▶ [WHAT THIS TASK INVOLVES]: Lines from the one containing "positive clicks: (175, 62)" to the end of the entries below must be reproduced exactly, with both end lines kept and no other line added.

▶ [DATA RECORDS]:
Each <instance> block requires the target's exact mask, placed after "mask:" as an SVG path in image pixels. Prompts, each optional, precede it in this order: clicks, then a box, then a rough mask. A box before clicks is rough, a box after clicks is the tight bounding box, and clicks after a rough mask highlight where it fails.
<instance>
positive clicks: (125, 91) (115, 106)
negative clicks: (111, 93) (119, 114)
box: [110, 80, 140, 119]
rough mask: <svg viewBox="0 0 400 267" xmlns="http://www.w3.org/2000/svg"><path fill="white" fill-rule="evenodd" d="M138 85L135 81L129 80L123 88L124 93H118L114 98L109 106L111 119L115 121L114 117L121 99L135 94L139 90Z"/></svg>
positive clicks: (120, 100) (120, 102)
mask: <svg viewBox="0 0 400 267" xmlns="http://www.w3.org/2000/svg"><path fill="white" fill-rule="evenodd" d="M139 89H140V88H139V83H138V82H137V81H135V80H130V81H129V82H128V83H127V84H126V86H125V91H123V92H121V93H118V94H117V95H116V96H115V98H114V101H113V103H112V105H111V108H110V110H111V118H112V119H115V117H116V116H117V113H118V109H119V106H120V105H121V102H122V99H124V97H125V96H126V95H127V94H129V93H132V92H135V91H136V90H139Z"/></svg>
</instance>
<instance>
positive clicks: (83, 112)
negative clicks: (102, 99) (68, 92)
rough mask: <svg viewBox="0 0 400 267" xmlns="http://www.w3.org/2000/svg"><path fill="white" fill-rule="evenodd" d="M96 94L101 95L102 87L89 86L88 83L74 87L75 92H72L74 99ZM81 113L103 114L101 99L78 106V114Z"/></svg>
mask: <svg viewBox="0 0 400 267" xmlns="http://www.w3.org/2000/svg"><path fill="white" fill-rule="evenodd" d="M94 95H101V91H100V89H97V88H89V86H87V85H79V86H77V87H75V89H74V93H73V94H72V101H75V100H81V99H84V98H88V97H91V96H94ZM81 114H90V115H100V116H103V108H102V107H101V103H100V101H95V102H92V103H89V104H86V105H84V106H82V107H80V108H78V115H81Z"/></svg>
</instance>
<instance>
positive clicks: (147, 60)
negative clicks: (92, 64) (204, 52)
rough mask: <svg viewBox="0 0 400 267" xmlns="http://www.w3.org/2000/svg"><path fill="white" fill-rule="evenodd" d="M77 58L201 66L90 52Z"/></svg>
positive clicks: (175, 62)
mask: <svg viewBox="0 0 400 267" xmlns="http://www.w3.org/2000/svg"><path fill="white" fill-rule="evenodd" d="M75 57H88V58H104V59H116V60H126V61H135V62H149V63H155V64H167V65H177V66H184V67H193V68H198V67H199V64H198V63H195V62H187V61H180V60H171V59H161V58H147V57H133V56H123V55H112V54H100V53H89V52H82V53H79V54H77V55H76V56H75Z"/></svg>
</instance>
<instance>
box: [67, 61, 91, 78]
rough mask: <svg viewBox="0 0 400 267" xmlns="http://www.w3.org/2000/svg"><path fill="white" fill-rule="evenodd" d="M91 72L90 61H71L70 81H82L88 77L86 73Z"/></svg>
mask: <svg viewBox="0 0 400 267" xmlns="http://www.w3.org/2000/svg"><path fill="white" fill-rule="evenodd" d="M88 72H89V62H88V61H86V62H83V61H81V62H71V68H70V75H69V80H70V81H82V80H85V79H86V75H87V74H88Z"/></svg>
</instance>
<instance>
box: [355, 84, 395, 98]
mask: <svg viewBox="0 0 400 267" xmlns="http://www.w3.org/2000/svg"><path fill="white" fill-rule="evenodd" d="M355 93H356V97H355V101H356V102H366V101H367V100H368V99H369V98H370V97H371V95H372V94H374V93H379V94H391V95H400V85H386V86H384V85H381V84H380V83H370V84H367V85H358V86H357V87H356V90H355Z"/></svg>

▶ [SOLUTION TO THIS PROBLEM]:
positive clicks: (175, 62)
mask: <svg viewBox="0 0 400 267" xmlns="http://www.w3.org/2000/svg"><path fill="white" fill-rule="evenodd" d="M75 57H88V58H104V59H116V60H126V61H135V62H149V63H155V64H167V65H177V66H184V67H193V68H198V67H199V64H198V63H195V62H187V61H180V60H171V59H161V58H147V57H133V56H123V55H112V54H100V53H89V52H82V53H79V54H77V55H76V56H75Z"/></svg>
</instance>
<instance>
box: [67, 61, 91, 78]
rough mask: <svg viewBox="0 0 400 267" xmlns="http://www.w3.org/2000/svg"><path fill="white" fill-rule="evenodd" d="M91 72L90 61H71L70 81H82L88 77L86 73Z"/></svg>
mask: <svg viewBox="0 0 400 267" xmlns="http://www.w3.org/2000/svg"><path fill="white" fill-rule="evenodd" d="M88 72H89V62H88V61H86V62H83V61H81V62H71V68H70V75H69V80H70V81H82V80H85V79H86V75H87V74H88Z"/></svg>
</instance>
<instance>
box: [355, 84, 395, 98]
mask: <svg viewBox="0 0 400 267" xmlns="http://www.w3.org/2000/svg"><path fill="white" fill-rule="evenodd" d="M355 93H356V97H355V101H356V102H366V101H367V100H368V99H369V98H370V97H371V95H372V94H374V93H379V94H391V95H400V85H386V86H384V85H381V84H380V83H370V84H367V85H358V86H357V87H356V90H355Z"/></svg>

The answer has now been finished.